Brano proposto ->
“Ragazzi Di Vita” In scena ieri sera al Teatro Alighieri per la regia di Massimo Popolizio
Eccoli qui, i ragazzi di vita di Pasolini. Riccetto, Alvaro, il Cacciotta, Amerigo e gli altri. 19 in tutto, a raccontare la Roma borgatara e sboccata del primo dopoguerra. E’ la città “miserabile e belissima” che vibra nelle parole dello scrittore friulano, appena espulso dal partito comunista. E’ la periferia bruciata dal sole con i suoi volti senza storia che lui renderà immortale e che alla fine lo ucciderà.
Massimo Popolizio dirige i Ragazzi di vita, portando in scena un’opera corale, fedele alla matrice neorealista, alla lingua verace del romanesco e alla gestualità marcata, riuscendo sempre però a mantenere un’atmosfera leggera, dove la tragedia si scioglie in situazioni comiche o grottesche.
A Lino Guanciale il compito di raccontare la disperata quotidianità dei borgatari degli anni ’50, fatta di povertà desolante, espedienti e piccoli furti, di bagni nel fiume Aniene e canzoni di Claudio Villa.
E’ lui a trascinare nelle acque del Tevere la barca presa in affitto dal Riccetto per portarci i suoi amici e dove il ragazzo rischia di annegare tentando di salvare una rondine.

Dati dell'esercizio ->
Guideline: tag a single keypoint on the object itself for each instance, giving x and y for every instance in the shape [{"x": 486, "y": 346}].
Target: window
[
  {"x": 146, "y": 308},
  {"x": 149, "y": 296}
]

Obiettivo dell'esercizio -> Prosegui la recensione dello spettacolo «Ragazzi di vita» dopo l'ultima frase del brano proposto.

Soluzione ->
A mostrarci l’escalation di degrado morale e materiale a cui sono votati fin dall’inizio, lui e i suoi amici, resa ancora più amara dalla perdita di quello che di loro Pasolini amava: la purezza inconsapevole della loro vitalità, il loro essere “fuori” dal mondo civile e borghese che di lì a poco li avrebbe inghiottiti.
Il finale, infatti, è un Riccetto ormai adulto che seguendo la sua parabola discendente, guarda Genesio morire annegato, senza fare niente per salvarlo. Le correnti dell’Aniene sono ormai intorpidite, perché il ragazzo è diventato uomo e si è separato dall’eden.
Tre i premi alla regia incassati da Popolizio (Ubu, della Critica e Le maschere) su drammaturgia di Emanuele Trivi, produzione Teatro di Roma-Teatro Nazionale. Lo spettacolo è inserito nella rassegna La Stagione dei Teatri.